• THE PROBLEM
Word for word, restate the entries below and exclude every image.

• INFORMATION SUPPLIED

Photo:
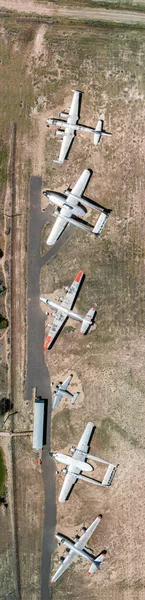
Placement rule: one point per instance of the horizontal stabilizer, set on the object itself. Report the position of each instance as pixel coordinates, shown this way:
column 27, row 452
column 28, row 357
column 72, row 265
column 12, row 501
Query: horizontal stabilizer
column 74, row 398
column 88, row 320
column 96, row 564
column 109, row 475
column 58, row 162
column 86, row 478
column 98, row 130
column 100, row 223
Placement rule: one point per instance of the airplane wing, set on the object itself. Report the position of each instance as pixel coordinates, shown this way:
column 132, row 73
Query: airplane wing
column 66, row 383
column 66, row 143
column 69, row 299
column 56, row 231
column 83, row 444
column 60, row 318
column 58, row 323
column 74, row 109
column 88, row 533
column 71, row 476
column 80, row 186
column 57, row 399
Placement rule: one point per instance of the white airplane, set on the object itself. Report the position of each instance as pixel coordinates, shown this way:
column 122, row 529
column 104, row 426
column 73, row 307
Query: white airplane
column 61, row 390
column 77, row 548
column 71, row 210
column 76, row 464
column 63, row 312
column 71, row 127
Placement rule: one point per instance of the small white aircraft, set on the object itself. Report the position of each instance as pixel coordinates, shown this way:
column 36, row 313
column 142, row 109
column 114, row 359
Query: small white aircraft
column 71, row 127
column 63, row 312
column 76, row 548
column 71, row 210
column 61, row 390
column 77, row 463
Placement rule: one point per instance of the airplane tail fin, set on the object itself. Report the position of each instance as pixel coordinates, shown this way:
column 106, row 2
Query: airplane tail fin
column 74, row 398
column 88, row 320
column 109, row 475
column 100, row 223
column 98, row 129
column 98, row 561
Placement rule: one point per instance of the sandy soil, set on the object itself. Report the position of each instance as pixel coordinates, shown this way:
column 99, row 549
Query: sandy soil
column 108, row 364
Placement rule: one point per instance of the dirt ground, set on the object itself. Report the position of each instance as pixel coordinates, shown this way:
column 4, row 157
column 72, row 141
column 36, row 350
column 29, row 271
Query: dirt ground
column 108, row 364
column 52, row 9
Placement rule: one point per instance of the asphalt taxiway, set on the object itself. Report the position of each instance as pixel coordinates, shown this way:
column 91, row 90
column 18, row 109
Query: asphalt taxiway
column 37, row 375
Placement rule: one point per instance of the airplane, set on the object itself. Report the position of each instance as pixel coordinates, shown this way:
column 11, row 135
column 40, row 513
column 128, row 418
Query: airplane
column 71, row 207
column 77, row 548
column 63, row 312
column 61, row 390
column 77, row 463
column 71, row 127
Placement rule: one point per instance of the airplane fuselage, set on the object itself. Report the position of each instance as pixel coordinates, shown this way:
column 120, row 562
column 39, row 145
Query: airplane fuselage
column 64, row 124
column 65, row 459
column 61, row 201
column 72, row 546
column 68, row 313
column 63, row 393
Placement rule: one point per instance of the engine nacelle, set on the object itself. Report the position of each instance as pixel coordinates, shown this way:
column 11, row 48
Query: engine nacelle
column 56, row 212
column 63, row 114
column 72, row 449
column 59, row 132
column 84, row 529
column 61, row 560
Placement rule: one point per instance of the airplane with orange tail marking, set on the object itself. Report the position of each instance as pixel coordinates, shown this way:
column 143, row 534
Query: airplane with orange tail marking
column 64, row 311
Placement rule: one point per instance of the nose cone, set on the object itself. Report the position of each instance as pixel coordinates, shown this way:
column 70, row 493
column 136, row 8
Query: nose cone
column 43, row 300
column 46, row 193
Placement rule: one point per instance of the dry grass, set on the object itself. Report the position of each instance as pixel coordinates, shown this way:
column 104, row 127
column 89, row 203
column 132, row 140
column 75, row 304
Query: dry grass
column 108, row 65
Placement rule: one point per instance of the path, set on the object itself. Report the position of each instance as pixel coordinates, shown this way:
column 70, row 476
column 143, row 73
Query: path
column 37, row 372
column 93, row 14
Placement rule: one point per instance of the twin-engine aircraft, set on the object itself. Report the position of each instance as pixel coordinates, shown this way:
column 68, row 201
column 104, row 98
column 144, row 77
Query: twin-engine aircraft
column 61, row 390
column 71, row 210
column 63, row 312
column 77, row 548
column 71, row 127
column 77, row 463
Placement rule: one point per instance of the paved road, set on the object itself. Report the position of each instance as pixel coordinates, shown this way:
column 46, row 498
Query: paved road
column 53, row 10
column 37, row 373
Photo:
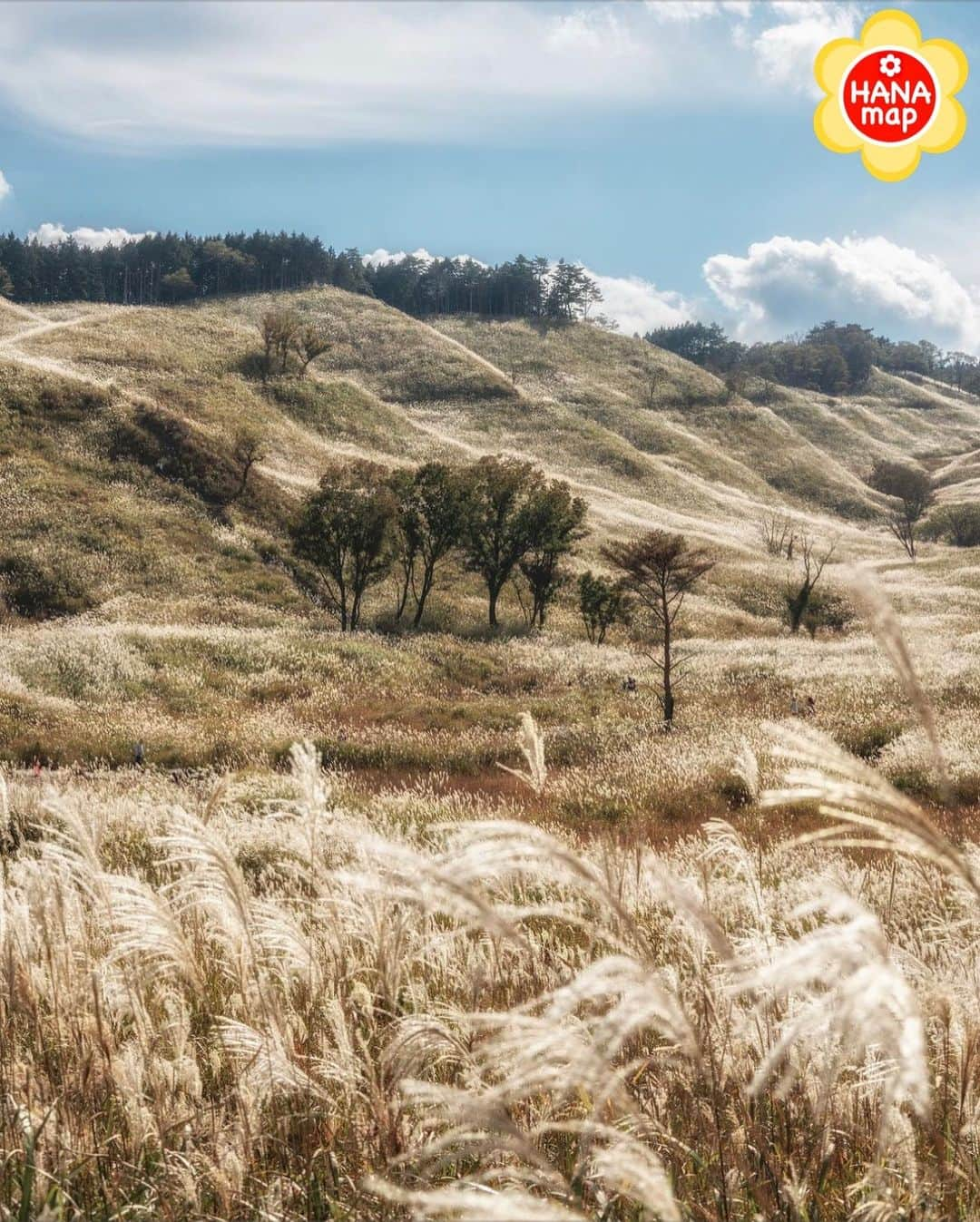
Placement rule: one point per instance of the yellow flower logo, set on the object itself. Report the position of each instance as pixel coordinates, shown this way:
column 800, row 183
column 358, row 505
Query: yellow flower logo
column 890, row 95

• RESPONSE BELOW
Photo:
Placement rule: one point per instance of the horizontal stabilizer, set on the object itself. Report the position of each instance as pixel coordinates, shown this way:
column 27, row 452
column 28, row 357
column 72, row 265
column 12, row 501
Query: horizontal stabilizer
column 74, row 398
column 88, row 320
column 96, row 564
column 109, row 475
column 58, row 162
column 86, row 478
column 98, row 130
column 100, row 223
Placement rule: one point per instance of the airplane wing, set on the object itself. Report the position of each instance as pixel coordinates, shown this way:
column 132, row 73
Query: airplane wing
column 66, row 383
column 66, row 143
column 69, row 299
column 56, row 231
column 83, row 444
column 60, row 318
column 58, row 323
column 74, row 109
column 88, row 533
column 71, row 476
column 80, row 186
column 57, row 399
Placement rule: one point per instance of the white airplane, set on the object itself. Report the position of each instance as pixel coordinates, shown this way:
column 122, row 529
column 104, row 426
column 73, row 307
Query: white airplane
column 61, row 390
column 77, row 548
column 71, row 210
column 76, row 464
column 63, row 312
column 71, row 127
Placement rule: one point per instance of the small white aircraft, set on the object itself. Report the position of each instance as pixel coordinates, shown this way:
column 36, row 313
column 142, row 109
column 114, row 359
Query: small white aircraft
column 71, row 127
column 63, row 312
column 76, row 548
column 71, row 210
column 61, row 390
column 77, row 463
Placement rule: one point per instance of the airplane tail fin, set on the object itself. Report the position of each instance as pixel coordinates, shown this way:
column 106, row 2
Query: airplane tail fin
column 74, row 398
column 88, row 320
column 109, row 475
column 100, row 223
column 98, row 129
column 98, row 561
Placement rule: one point per instance of the sandy soil, set on the object itself. Report the position of each instance as pixel coordinates, shown this way:
column 99, row 549
Query: sandy soil
column 108, row 364
Placement rule: one point per instance of the dirt ground, set on the object itself. Report the position of each instance as pixel coordinates, shown this way:
column 4, row 157
column 72, row 141
column 36, row 350
column 29, row 271
Query: dirt ground
column 108, row 364
column 52, row 9
Placement rule: one point per instance of the asphalt taxiway, set on the object itself. Report the position of each instance as pixel coordinates, shown this way:
column 91, row 90
column 18, row 109
Query: asphalt taxiway
column 37, row 375
Placement rule: one point per instance of the airplane, set on the object itself. Report the position of each instance as pixel coordinates, shown this way:
column 11, row 135
column 40, row 513
column 128, row 418
Query: airplane
column 71, row 207
column 77, row 548
column 63, row 312
column 61, row 390
column 77, row 463
column 71, row 127
Placement rule: one point per instance of the airplane fuselage, set on the object itself. Report the position of each instance as pixel coordinates, shown this way:
column 120, row 562
column 39, row 145
Query: airplane fuselage
column 64, row 124
column 65, row 459
column 61, row 201
column 72, row 546
column 68, row 313
column 63, row 393
Placement rule: one point per instance of the engine nacelle, set on the object itself. Report the position of each instance as pixel coordinates, shown this way:
column 11, row 48
Query: engine nacelle
column 56, row 212
column 63, row 114
column 72, row 449
column 59, row 132
column 84, row 529
column 61, row 560
Placement rule: one point per instance of the airplane with orange tail marking, set on the object itself. Report the position of each instance as pixel coordinates, shown this way:
column 143, row 534
Query: airplane with orange tail marking
column 64, row 311
Placement rule: one point per instance of the nose cone, set on the object itself. Report the position of each instance as pixel coordinates, shown this way:
column 70, row 493
column 136, row 8
Query: nose cone
column 43, row 300
column 46, row 193
Placement rule: one point per instance of the dry grass, set on the object itself. Report the position of each instance as pixel coordinates, shown this way:
column 104, row 127
column 89, row 203
column 132, row 140
column 75, row 304
Query: dry grass
column 108, row 65
Placement rule: one point per instance of the path, set on the object itself. Report the position of each instance as pixel coordinates, shown this way:
column 70, row 476
column 143, row 73
Query: path
column 37, row 372
column 93, row 14
Placement rule: one point per instance of the twin-engine aircraft, set on the object itself. Report the position of each instance as pixel coordinates, shown this way:
column 68, row 201
column 104, row 98
column 144, row 77
Query: twin-engine aircraft
column 61, row 390
column 71, row 210
column 63, row 312
column 77, row 548
column 71, row 127
column 77, row 463
Placement rule: one point per instance of the paved road, set on the object itself. Report the position of each instance as pixel coordinates, shown this way:
column 46, row 498
Query: paved road
column 53, row 10
column 37, row 373
Photo:
Placement rule: one point per instance of the yellow flower logo, set on the object itself. Report the position of each instance as pixel coordinates, shown this way:
column 800, row 183
column 358, row 505
Query: yellow flower logo
column 890, row 95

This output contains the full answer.